◆ **SHORT EXERCISE A**: Name the uses of statistics in data science that the statistics page lists.

◆ **PROVIDED PASSAGE**:
###Today, we will:

1. Understanding Statistics in Data Science
2. Calculating and Explaining Mean, Mode, Median, variance, and standard deviation and other statistical measures
3. Examples of Statistical Measures

Statistics in data science involves the collection, analysis, interpretation, and presentation of data. It provides the foundational tools and techniques to extract meaningful insights and make informed decisions from data. In data science, statistics are used to:

- Describe Data: Summarize the characteristics and properties of datasets.
- Make Predictions: Utilize data to forecast trends and outcomes.
- Validate Models: Assess the performance and accuracy of machine learning models.
- Inform Decision Making: Support business strategies and actions based on data-driven insights.

## Overview of the statistics Module in Python

In Python, the `statistics` module is part of the standard library and provides functions to perform basic statistical operations on numerical data. Here's an overview of what the `statistics` package includes and its purpose:

# Purpose of the statistics Module

The `statistics` module is designed to facilitate statistical computations and analysis in Python programs. It offers a set of functions that are essential for analyzing data distributions, making data-driven decisions, and performing statistical calculations in various domains, including data science, research, finance, and more.

[Records from a data collection]
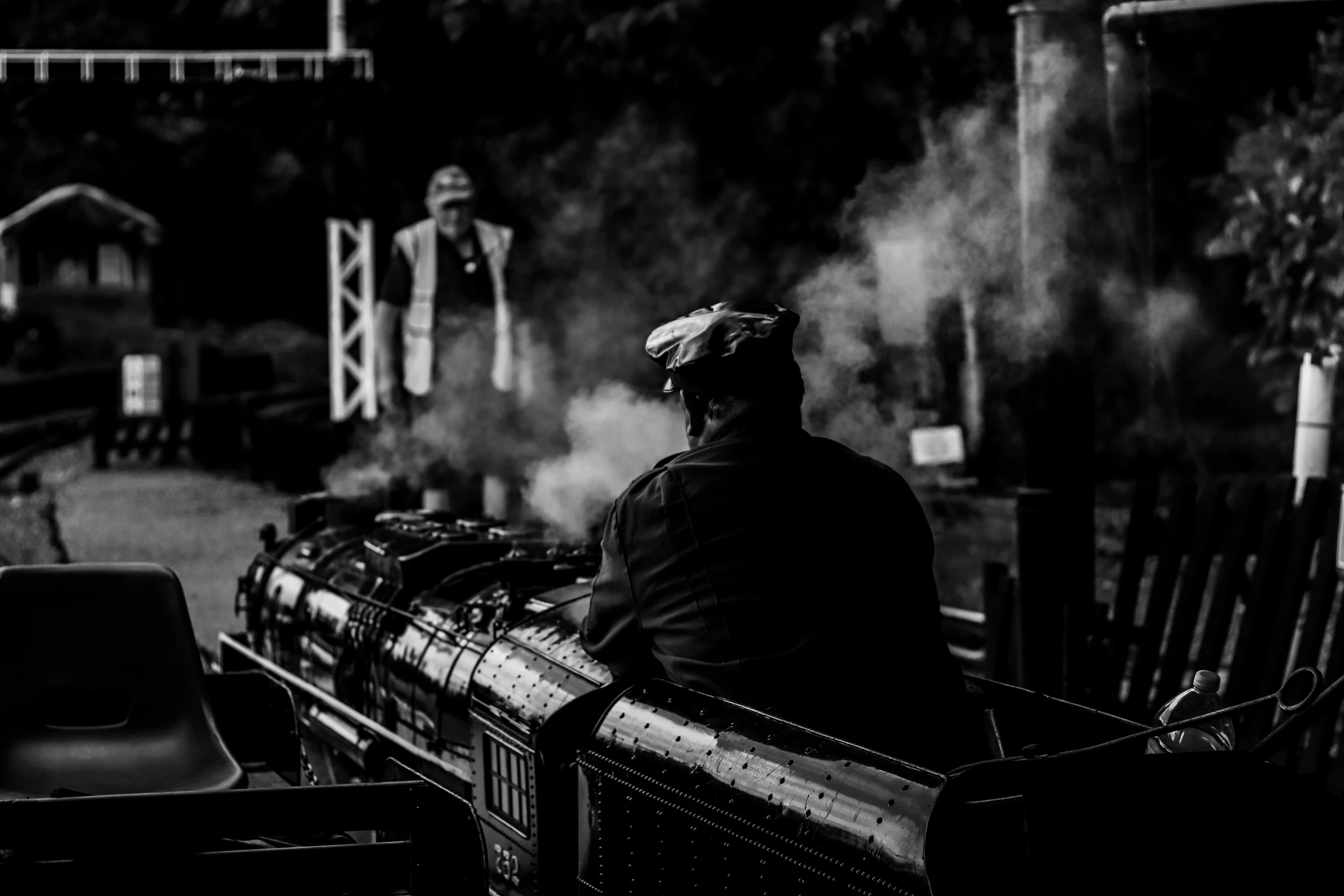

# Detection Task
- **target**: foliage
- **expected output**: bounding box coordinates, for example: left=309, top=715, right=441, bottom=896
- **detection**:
left=1206, top=19, right=1344, bottom=364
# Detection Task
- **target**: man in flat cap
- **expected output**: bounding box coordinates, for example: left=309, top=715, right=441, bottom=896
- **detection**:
left=583, top=304, right=973, bottom=768
left=373, top=165, right=518, bottom=512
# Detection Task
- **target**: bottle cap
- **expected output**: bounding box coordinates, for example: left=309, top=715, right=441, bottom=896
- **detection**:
left=1195, top=669, right=1222, bottom=693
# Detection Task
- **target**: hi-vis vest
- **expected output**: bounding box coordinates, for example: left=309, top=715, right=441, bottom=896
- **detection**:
left=392, top=218, right=515, bottom=395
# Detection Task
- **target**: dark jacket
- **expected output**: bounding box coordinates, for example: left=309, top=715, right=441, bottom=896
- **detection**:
left=583, top=430, right=967, bottom=767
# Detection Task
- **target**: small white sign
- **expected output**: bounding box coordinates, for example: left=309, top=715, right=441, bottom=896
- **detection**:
left=910, top=426, right=967, bottom=466
left=121, top=355, right=164, bottom=416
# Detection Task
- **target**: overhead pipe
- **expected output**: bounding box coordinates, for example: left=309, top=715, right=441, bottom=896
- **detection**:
left=1011, top=0, right=1103, bottom=699
left=327, top=0, right=347, bottom=57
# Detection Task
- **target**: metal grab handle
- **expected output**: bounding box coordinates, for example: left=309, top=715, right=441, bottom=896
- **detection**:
left=948, top=666, right=1344, bottom=778
left=1250, top=669, right=1344, bottom=759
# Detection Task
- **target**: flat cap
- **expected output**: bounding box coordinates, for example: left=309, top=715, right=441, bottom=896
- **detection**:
left=644, top=302, right=802, bottom=395
left=425, top=165, right=476, bottom=205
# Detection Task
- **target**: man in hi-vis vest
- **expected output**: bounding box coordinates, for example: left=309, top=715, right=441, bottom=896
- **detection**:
left=373, top=165, right=518, bottom=512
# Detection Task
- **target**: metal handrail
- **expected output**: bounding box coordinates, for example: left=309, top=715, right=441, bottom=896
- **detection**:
left=948, top=666, right=1327, bottom=778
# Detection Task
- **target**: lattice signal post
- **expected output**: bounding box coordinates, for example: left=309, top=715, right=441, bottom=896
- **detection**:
left=327, top=218, right=377, bottom=420
left=0, top=48, right=377, bottom=420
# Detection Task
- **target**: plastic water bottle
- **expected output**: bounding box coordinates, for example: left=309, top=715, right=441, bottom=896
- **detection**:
left=1148, top=669, right=1236, bottom=752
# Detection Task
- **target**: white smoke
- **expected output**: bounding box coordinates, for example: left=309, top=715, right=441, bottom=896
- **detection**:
left=524, top=383, right=686, bottom=537
left=794, top=109, right=1019, bottom=466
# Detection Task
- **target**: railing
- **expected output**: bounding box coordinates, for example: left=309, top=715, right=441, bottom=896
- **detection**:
left=0, top=779, right=487, bottom=895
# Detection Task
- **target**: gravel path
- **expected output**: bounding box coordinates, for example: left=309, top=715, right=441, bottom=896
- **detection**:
left=55, top=456, right=289, bottom=647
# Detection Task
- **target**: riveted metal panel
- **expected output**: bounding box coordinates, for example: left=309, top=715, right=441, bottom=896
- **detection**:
left=580, top=682, right=944, bottom=893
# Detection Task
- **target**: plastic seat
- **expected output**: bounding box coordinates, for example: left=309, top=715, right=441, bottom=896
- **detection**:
left=0, top=563, right=247, bottom=798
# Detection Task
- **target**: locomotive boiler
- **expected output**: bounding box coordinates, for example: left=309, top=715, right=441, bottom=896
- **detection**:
left=219, top=496, right=1344, bottom=896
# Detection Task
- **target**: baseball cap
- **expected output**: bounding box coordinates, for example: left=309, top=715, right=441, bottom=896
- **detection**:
left=425, top=165, right=476, bottom=205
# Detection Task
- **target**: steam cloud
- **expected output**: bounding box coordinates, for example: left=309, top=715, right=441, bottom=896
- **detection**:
left=327, top=83, right=1200, bottom=526
left=526, top=383, right=686, bottom=537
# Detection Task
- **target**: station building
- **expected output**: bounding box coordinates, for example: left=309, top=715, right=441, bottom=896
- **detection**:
left=0, top=184, right=162, bottom=360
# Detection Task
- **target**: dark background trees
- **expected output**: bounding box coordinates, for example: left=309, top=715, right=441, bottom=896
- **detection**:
left=0, top=0, right=1012, bottom=339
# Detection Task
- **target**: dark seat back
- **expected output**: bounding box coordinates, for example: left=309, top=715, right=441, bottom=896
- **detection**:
left=0, top=563, right=246, bottom=797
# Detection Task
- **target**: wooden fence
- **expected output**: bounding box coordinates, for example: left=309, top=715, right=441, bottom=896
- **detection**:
left=944, top=477, right=1344, bottom=794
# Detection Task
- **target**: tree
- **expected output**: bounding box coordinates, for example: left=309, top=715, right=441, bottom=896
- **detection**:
left=1206, top=19, right=1344, bottom=365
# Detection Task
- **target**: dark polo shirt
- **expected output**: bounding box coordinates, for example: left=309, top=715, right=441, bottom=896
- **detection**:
left=583, top=430, right=967, bottom=767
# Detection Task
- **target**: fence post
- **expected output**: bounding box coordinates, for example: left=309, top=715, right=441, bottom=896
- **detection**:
left=1017, top=488, right=1067, bottom=697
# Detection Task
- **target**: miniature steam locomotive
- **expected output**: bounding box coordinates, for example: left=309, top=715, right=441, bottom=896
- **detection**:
left=219, top=495, right=1344, bottom=896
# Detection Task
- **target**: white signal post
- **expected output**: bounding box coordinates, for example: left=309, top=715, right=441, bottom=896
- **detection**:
left=327, top=218, right=377, bottom=420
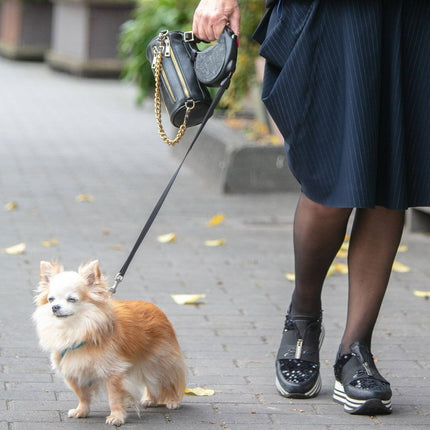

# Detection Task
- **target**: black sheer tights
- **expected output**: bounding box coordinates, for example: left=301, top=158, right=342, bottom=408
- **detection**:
left=291, top=194, right=404, bottom=353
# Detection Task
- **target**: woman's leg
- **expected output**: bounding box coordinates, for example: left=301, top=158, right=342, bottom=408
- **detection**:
left=291, top=194, right=352, bottom=318
left=276, top=194, right=351, bottom=398
left=341, top=206, right=405, bottom=354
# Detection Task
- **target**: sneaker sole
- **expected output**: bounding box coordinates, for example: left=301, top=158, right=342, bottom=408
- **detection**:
left=275, top=325, right=325, bottom=399
left=333, top=381, right=392, bottom=415
left=275, top=374, right=321, bottom=399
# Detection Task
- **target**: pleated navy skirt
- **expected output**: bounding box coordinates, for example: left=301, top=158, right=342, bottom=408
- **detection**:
left=254, top=0, right=430, bottom=209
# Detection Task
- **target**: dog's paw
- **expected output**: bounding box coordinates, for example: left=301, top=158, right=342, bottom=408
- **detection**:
left=67, top=408, right=89, bottom=418
left=166, top=400, right=181, bottom=409
left=106, top=413, right=125, bottom=427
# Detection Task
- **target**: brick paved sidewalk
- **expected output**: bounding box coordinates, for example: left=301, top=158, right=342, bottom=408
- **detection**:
left=0, top=59, right=430, bottom=430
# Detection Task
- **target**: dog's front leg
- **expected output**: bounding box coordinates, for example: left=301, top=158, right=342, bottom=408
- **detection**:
left=67, top=379, right=91, bottom=418
left=106, top=374, right=127, bottom=426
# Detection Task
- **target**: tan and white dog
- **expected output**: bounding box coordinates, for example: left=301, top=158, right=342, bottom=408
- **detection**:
left=33, top=261, right=186, bottom=426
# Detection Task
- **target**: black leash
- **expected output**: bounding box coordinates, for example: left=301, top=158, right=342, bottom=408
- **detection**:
left=110, top=73, right=232, bottom=294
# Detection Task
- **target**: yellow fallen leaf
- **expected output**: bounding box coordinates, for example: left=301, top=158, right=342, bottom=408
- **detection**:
left=171, top=294, right=206, bottom=305
left=76, top=193, right=94, bottom=203
left=333, top=263, right=348, bottom=275
left=336, top=249, right=348, bottom=258
left=340, top=242, right=349, bottom=252
left=185, top=387, right=215, bottom=396
left=206, top=214, right=225, bottom=227
left=4, top=202, right=18, bottom=212
left=285, top=272, right=296, bottom=282
left=205, top=239, right=226, bottom=246
left=414, top=290, right=430, bottom=299
left=2, top=243, right=25, bottom=255
left=41, top=237, right=58, bottom=248
left=157, top=233, right=177, bottom=243
left=393, top=261, right=411, bottom=273
left=326, top=264, right=336, bottom=278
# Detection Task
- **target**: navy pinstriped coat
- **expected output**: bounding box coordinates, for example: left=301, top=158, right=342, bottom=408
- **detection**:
left=254, top=0, right=430, bottom=209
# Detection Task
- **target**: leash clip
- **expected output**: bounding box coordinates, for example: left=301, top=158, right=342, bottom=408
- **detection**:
left=109, top=273, right=124, bottom=294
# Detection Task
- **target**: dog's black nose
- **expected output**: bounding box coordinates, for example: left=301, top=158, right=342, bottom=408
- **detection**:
left=52, top=305, right=61, bottom=314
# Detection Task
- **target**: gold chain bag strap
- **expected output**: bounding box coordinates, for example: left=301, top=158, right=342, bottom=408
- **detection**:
left=146, top=30, right=212, bottom=145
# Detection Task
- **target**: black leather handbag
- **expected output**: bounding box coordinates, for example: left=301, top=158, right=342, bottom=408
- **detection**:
left=146, top=27, right=237, bottom=145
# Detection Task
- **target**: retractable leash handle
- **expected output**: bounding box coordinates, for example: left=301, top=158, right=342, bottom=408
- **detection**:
left=109, top=70, right=234, bottom=294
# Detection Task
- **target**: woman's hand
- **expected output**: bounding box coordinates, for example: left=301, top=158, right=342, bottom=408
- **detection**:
left=193, top=0, right=240, bottom=42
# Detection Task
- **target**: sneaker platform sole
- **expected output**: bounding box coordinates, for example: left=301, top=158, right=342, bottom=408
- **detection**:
left=275, top=375, right=321, bottom=399
left=333, top=381, right=392, bottom=415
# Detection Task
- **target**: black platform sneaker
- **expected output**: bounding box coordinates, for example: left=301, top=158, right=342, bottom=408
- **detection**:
left=333, top=342, right=392, bottom=415
left=276, top=313, right=324, bottom=399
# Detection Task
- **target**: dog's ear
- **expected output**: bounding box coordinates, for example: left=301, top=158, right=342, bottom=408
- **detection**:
left=39, top=261, right=63, bottom=283
left=34, top=261, right=63, bottom=306
left=79, top=260, right=102, bottom=287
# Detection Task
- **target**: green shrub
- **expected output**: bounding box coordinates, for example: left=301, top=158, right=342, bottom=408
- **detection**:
left=120, top=0, right=264, bottom=111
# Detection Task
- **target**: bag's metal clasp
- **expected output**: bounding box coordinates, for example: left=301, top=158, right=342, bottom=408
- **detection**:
left=184, top=31, right=194, bottom=42
left=109, top=273, right=124, bottom=294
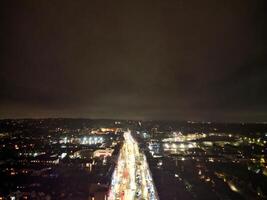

◆ **SHORT EXERCISE B**: Convert the listing, from its first line up to and including the line with "left=392, top=218, right=515, bottom=395", into a JSON list of strings with one string per line. Skip blank lines and leave the pictures out.

◆ **EXPECTED ANSWER A**:
- Describe Data
- Make Predictions
- Validate Models
- Inform Decision Making

◆ **EXPECTED ANSWER B**:
[
  "# Detection Task",
  "- **target**: foliage",
  "- **expected output**: bounding box coordinates, for example: left=309, top=715, right=441, bottom=896",
  "- **detection**:",
  "left=1206, top=19, right=1344, bottom=364",
  "# Detection Task",
  "- **target**: man in flat cap",
  "- **expected output**: bounding box coordinates, for example: left=309, top=715, right=441, bottom=896",
  "- **detection**:",
  "left=583, top=304, right=973, bottom=768",
  "left=373, top=165, right=518, bottom=512",
  "# Detection Task",
  "- **target**: bottle cap",
  "- **expected output**: bounding box coordinates, for example: left=309, top=715, right=441, bottom=896",
  "- **detection**:",
  "left=1195, top=669, right=1222, bottom=693",
  "# Detection Task",
  "- **target**: hi-vis vest",
  "- **expected output**: bounding box coordinates, for example: left=309, top=715, right=441, bottom=896",
  "- **detection**:",
  "left=392, top=218, right=515, bottom=395"
]